ASSIGNMENT: Every entry that follows should be reproduced exactly.
=== Begin Enclosure ===
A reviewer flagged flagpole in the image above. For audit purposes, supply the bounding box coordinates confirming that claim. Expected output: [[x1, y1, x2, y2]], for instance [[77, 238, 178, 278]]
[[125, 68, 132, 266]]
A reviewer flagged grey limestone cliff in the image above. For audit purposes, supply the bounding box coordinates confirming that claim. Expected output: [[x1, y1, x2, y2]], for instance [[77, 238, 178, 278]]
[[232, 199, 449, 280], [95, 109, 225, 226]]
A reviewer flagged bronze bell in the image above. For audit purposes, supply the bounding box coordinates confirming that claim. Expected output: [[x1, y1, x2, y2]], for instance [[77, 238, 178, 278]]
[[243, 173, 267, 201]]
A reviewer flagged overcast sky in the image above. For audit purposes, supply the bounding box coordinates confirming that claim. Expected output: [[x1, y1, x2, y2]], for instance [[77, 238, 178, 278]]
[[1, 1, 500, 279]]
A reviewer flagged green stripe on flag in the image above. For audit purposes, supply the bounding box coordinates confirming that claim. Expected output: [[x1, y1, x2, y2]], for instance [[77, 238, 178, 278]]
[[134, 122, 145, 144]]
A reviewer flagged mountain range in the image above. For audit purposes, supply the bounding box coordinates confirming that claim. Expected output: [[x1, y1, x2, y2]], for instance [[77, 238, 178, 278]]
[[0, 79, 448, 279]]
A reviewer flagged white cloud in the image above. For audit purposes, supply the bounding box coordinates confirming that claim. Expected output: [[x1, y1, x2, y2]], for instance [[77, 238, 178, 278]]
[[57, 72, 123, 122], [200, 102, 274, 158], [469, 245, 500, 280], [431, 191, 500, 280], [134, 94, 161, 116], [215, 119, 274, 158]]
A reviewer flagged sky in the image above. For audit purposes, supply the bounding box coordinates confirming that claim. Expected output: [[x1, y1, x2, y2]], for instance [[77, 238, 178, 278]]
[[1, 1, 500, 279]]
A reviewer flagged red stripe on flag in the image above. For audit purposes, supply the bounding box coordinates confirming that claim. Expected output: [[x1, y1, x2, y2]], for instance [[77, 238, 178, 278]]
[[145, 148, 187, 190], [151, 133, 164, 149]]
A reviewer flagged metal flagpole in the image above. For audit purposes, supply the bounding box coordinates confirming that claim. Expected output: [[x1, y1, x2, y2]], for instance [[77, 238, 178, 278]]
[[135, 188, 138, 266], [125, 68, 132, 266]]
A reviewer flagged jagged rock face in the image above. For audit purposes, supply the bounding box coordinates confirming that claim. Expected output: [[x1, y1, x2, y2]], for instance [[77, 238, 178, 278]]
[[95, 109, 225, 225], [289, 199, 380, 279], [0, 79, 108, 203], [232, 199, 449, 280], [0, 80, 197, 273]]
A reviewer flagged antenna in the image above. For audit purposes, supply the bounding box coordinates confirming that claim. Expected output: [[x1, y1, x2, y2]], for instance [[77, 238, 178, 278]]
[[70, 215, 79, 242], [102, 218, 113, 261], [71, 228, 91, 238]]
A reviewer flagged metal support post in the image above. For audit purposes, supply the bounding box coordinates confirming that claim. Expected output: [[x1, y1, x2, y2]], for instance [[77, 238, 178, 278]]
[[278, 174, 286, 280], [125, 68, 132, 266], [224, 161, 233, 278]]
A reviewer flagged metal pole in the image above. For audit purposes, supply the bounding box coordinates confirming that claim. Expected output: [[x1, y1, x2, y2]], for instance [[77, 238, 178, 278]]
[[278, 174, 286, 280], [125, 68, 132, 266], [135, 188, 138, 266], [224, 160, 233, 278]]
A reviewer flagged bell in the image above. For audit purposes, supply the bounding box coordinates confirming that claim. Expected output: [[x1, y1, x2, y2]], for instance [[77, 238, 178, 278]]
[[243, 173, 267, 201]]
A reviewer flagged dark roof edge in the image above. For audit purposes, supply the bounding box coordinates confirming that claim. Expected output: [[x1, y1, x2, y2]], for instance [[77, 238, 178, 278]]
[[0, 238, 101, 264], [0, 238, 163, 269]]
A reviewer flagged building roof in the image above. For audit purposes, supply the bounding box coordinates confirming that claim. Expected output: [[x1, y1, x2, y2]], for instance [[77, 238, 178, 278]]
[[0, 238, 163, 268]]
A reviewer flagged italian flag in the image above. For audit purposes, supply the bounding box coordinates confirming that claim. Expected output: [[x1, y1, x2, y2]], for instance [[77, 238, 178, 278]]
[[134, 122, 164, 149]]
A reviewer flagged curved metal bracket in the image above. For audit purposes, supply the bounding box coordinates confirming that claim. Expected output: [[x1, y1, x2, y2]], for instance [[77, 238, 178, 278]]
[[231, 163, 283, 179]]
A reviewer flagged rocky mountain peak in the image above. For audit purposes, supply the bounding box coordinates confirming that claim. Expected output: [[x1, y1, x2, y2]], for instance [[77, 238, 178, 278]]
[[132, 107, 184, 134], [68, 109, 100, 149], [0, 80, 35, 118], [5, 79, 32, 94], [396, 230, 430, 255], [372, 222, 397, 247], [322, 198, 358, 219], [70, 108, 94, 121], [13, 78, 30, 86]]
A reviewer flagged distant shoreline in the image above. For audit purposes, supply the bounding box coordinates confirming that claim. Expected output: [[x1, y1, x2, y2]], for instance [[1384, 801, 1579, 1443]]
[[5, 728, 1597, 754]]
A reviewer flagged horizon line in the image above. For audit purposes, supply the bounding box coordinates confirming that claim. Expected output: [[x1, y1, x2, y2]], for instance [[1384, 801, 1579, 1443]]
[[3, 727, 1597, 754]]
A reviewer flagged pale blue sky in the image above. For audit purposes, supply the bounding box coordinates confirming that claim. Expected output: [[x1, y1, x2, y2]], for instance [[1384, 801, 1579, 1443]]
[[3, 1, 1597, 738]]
=== End Enclosure ===
RESULT FOR THIS EXERCISE:
A reviewer flagged flagpole in the image above. For audit purposes, supply the bounding box coordinates confirming that claim. Expected output: [[x1, y1, x2, y2]], for instance [[77, 238, 178, 278]]
[[125, 68, 132, 266]]
A reviewer flagged grey limestone cliff in the image above. For audit purposes, supply the bounding box coordinates confirming that claim. Expected output: [[x1, y1, x2, y2]], for instance [[77, 238, 178, 278]]
[[232, 199, 449, 280], [95, 109, 225, 226]]
A reviewer flagged bronze bell in the image above. For audit purposes, supply the bounding box coordinates confirming that claim. Expected output: [[x1, y1, x2, y2]], for instance [[77, 238, 178, 278]]
[[243, 173, 267, 201]]
A reviewer flagged overcast sky in the image above. For audit purposes, supply the bounding box coordinates confirming that claim. Expected output: [[x1, y1, x2, y2]], for instance [[77, 238, 178, 278]]
[[1, 1, 500, 279]]
A reviewer flagged green stripe on flag in the image above. For audit purposes, supply the bounding box coordinates confirming that claim. Expected output: [[x1, y1, x2, y2]], for instance [[77, 238, 178, 278]]
[[134, 122, 145, 144]]
A reviewer flagged mountain range in the image above. For audit purposes, supply the bounding box coordinates confirming that claim. Expected output: [[x1, y1, x2, y2]], for instance [[77, 238, 178, 278]]
[[0, 79, 448, 279]]
A reviewer flagged white cloud in the image above. For audit purposes, supply the bounding box coordinates confirming that claim. Expected output: [[x1, y1, x2, y2]], for instance [[77, 238, 178, 278]]
[[57, 72, 123, 122], [200, 102, 274, 158], [469, 245, 500, 280], [431, 191, 500, 280], [134, 94, 161, 116], [215, 119, 274, 158]]
A reviewer flagged sky in the image above. For audit purposes, supply the bounding box coordinates confirming that claim. Expected output: [[x1, y1, x2, y2]], for instance [[77, 238, 178, 278]]
[[1, 1, 500, 279]]
A reviewer flagged red stripe on flag in the image above. For audit purposes, supply the bounding box coordinates confirming that claim. Expected output: [[x1, y1, x2, y2]], for instance [[77, 238, 178, 278]]
[[145, 148, 187, 190], [151, 133, 164, 149]]
A reviewer flagged metal flagpole in the image above. For audit purposes, supply the bounding box coordinates confirming that claim. Expected output: [[x1, y1, x2, y2]], for instance [[77, 238, 178, 278]]
[[135, 188, 138, 266], [125, 68, 132, 266]]
A reviewer flagged jagged rock face in the image above. For audit purposes, supply the bounding box coordinates confirming that claim. Expected output: [[x1, y1, x2, y2]], for instance [[77, 238, 178, 278]]
[[95, 109, 225, 225], [289, 199, 380, 279], [0, 79, 108, 203], [232, 199, 449, 280], [0, 80, 197, 273]]
A reviewer flagged antenna in the image above. For audit purposes, supply the bounding box coordinates confirming that claim. Expected output: [[x1, y1, x2, y2]], for instance [[77, 238, 178, 278]]
[[70, 215, 79, 242], [102, 218, 113, 261], [71, 228, 91, 238]]
A reviewer flagged metal support post in the image above. For audit purposes, supply the bounding box coordinates confirming that claim. Expected output: [[x1, y1, x2, y2]], for instance [[77, 238, 178, 278]]
[[278, 174, 286, 280], [125, 68, 132, 266], [224, 161, 233, 278]]
A reviewer flagged metal pole in the image above. For audit purposes, supply the bounding box coordinates confirming that claim. Expected output: [[x1, y1, x2, y2]], for instance [[77, 238, 178, 278]]
[[278, 174, 286, 280], [125, 68, 132, 266], [135, 188, 138, 266], [224, 160, 233, 278]]
A reviewer flagged bell in the image above. For audit purposes, supply the bounding box coordinates confirming that claim. Expected output: [[x1, y1, x2, y2]], for instance [[77, 238, 178, 278]]
[[243, 173, 267, 201]]
A reviewer flagged dark roof edge in the image above. For audit purposes, supply the bounding box coordinates confirming that claim. Expected output: [[x1, y1, x2, y2]], for instance [[77, 238, 178, 278]]
[[0, 238, 101, 264], [0, 238, 163, 269]]
A reviewer flagged building roof in the image above. For audit purposes, supply the bounding box coordinates confirming that claim. Expected output: [[x1, y1, x2, y2]], for instance [[77, 238, 178, 278]]
[[0, 238, 163, 268]]
A reviewer flagged italian flag in the image above. For audit purposes, supply the bounding box coordinates confirming that claim. Expected output: [[x1, y1, x2, y2]], for instance [[77, 238, 178, 278]]
[[134, 122, 164, 149]]
A reviewer flagged curved metal bracket in the image above. For audit purposes, supply the bounding box coordinates confirming that claim. Expected output: [[x1, y1, x2, y2]], for instance [[77, 238, 178, 278]]
[[231, 163, 283, 179]]
A reviewer flagged rocky mountain peak in the image above. For audit purposes, supply the bounding box coordinates confirming that claim. Expected output: [[x1, y1, x2, y2]], for instance [[77, 238, 178, 278]]
[[132, 107, 184, 134], [68, 109, 100, 149], [0, 80, 35, 118], [5, 79, 32, 94], [396, 230, 430, 255], [372, 222, 397, 247], [322, 198, 358, 219], [70, 108, 94, 121], [13, 78, 30, 86]]
A reviewer flagged distant shoreline in the image above. For audit purposes, supply the bounding box coordinates confirming that claim. Expected output: [[x1, y1, x2, y2]], for instance [[1384, 801, 1579, 1443]]
[[5, 728, 1597, 754]]
A reviewer flagged horizon line in the image above. For audit purposes, supply the bounding box coordinates confirming that claim. Expected output: [[x1, y1, x2, y2]], for instance [[1384, 801, 1579, 1443]]
[[3, 727, 1597, 754]]
A reviewer flagged pale blue sky in the image above. For audit purposes, supply the bounding box coordinates confirming that claim. Expected output: [[x1, y1, x2, y2]], for instance [[1384, 801, 1579, 1443]]
[[3, 1, 1597, 738]]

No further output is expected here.